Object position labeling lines
- - - -

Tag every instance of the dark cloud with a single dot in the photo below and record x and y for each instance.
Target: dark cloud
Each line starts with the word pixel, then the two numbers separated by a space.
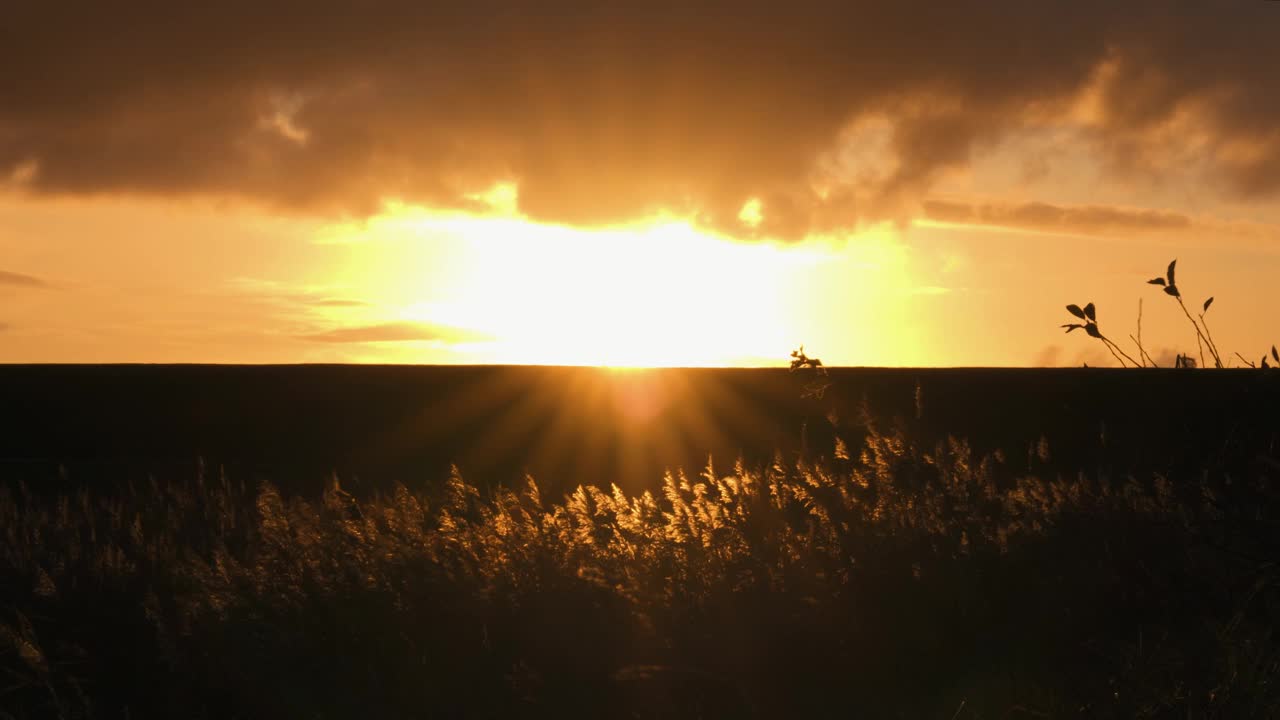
pixel 393 332
pixel 1056 218
pixel 603 112
pixel 18 279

- - - -

* _TASK DIRECTIONS_
Recast the lines above as a two-column CSV with the headers "text" and "answer" and one row per line. Put each line's text and its answer in their own quoted field, turn line breaks into spaces, and leave the pictures out.

* _TASK RESPONSE_
text,answer
"Tag every instance of the dark cloud with a single dot in the photo below and record x and y for each instance. Target: dark cloud Each line starts with the word pixel, then the two numbers separated by a space.","pixel 393 332 pixel 1056 218 pixel 603 112 pixel 18 279"